» Text section
■ ■ ■ ■ ■ ■ ■

Why We Ditched etcd for SQL to Scale RisingWave's Metadata

RisingWave, the open-source distributed SQL database for stream processing, has been gaining traction for its ability to simplify real-time analytics. But as our users started building larger, more demanding applications, we hit a surprising performance bottleneck: etcd, our metadata store. In this post, we'll share why we made the decision to replace etcd with a Postgres-backed meta store, the challenges we faced, and how this seemingly "old-school" approach unlocked a new level of scalability and developer productivity for RisingWave.

The Importance of the Meta Store in RisingWave

Think of the meta store as the "brain" of a RisingWave cluster. It's responsible for storing critical information that keeps the entire system running smoothly.

Here's a simplified view of RisingWave's architecture:

RisingWave's architecture (simplified)

RisingWave follows a cloud-native design with stateless components, ensuring high availability and scalability. The persistent state is divided into two key parts:

Persistent Data Storage: This is where the actual data for your tables, materialized views, and the state of stream processing operations are stored. It uses an efficient LSM tree format and resides in a cloud object storage service like AWS S3.
Metadata Storage (Meta Store): This is where all the information about the data and the system itself is kept.

The meta store is responsible for:

Catalog and User Information: Details about databases, tables, users, and their permissions.
LSM Tree Metadata: Information about the structure and organization of the data in the persistent data storage.
Streaming Task Topology: A map of all the active stream processing tasks and how they are distributed across the compute nodes.

RisingWave’s meta server directly interacts with the meta store to manage essential functions such as:

Metadata Management: Creating, updating, and deleting objects within RisingWave.
Scheduling: Dynamically allocating resources and managing the execution of stream processing tasks on compute nodes.
Checkpoint Management: Ensuring data durability and enabling recovery from failures.
LSM Tree Maintenance: Optimizing data storage by scheduling and executing compaction tasks.

■ ■ ■ ■ ■ ■ ■

» Exercise task 1
What cloud object storage service does the RisingWave post give as an example of where persistent data storage resides?
» Exercise task 2
Reproduce everything in the RisingWave post from "Think of the" down to "like AWS S3.", character for character.
The rows after the RisingWave post are separate material.

■ ■ ■ ■ ■ ■ ■

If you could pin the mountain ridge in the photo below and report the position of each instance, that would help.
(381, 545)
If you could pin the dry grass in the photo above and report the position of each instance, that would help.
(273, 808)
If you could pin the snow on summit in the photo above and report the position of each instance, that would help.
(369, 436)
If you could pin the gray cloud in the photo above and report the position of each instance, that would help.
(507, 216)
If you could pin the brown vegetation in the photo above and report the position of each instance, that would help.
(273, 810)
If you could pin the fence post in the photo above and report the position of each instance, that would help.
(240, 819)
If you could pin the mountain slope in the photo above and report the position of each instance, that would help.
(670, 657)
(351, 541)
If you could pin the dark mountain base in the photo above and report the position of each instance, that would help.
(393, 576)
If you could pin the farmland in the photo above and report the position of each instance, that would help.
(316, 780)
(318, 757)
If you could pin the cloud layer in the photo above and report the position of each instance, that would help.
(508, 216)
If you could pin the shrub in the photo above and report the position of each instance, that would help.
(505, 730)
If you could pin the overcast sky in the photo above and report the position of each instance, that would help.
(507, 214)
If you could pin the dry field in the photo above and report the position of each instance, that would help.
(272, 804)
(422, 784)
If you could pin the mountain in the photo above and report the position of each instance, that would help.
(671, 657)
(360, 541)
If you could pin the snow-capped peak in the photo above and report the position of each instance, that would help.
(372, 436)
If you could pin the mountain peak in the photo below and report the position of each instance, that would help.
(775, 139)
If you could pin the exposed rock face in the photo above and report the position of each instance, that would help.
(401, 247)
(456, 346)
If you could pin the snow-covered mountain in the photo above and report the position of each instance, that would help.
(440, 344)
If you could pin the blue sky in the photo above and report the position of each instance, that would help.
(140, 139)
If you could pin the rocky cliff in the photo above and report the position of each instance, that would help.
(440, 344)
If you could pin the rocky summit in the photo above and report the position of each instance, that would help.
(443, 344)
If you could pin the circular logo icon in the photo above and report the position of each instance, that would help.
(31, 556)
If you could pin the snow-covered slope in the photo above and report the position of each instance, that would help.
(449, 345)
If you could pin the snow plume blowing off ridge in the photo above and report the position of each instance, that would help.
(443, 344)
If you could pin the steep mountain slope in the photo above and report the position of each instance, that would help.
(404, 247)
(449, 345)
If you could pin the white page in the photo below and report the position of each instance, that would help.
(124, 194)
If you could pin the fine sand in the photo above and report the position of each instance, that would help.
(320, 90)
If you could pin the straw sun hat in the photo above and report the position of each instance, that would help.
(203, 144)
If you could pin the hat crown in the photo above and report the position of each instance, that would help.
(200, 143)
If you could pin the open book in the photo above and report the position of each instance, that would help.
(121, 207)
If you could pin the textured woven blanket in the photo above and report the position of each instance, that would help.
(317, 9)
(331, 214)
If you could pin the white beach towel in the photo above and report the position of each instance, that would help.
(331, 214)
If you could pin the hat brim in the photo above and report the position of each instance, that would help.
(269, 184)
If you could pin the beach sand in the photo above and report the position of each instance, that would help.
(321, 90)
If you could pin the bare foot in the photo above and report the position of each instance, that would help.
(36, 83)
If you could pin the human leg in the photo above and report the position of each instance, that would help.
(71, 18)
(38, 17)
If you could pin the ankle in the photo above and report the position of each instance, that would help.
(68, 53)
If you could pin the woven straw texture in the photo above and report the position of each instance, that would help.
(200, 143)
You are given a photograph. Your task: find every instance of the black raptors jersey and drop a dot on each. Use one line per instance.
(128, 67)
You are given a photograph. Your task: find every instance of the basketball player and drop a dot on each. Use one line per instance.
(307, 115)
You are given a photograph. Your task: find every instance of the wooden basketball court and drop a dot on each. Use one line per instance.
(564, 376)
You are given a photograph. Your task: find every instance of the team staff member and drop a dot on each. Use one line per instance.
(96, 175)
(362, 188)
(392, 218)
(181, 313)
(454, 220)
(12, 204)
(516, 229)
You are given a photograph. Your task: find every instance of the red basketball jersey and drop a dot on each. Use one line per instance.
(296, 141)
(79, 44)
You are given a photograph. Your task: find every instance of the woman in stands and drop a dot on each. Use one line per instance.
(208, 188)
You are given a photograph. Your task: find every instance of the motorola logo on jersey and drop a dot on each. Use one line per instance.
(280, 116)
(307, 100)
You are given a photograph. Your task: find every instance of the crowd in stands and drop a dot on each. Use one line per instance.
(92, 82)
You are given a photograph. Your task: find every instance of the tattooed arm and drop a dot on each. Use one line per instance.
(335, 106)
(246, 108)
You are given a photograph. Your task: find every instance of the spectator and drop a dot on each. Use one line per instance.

■ ■ ■ ■ ■ ■ ■

» Reply 1
AWS S3

» Reply 2
Think of the meta store as the "brain" of a RisingWave cluster. It's responsible for storing critical information that keeps the entire system running smoothly.

Here's a simplified view of RisingWave's architecture:

RisingWave's architecture (simplified)

RisingWave follows a cloud-native design with stateless components, ensuring high availability and scalability. The persistent state is divided into two key parts:

Persistent Data Storage: This is where the actual data for your tables, materialized views, and the state of stream processing operations are stored. It uses an efficient LSM tree format and resides in a cloud object storage service like AWS S3.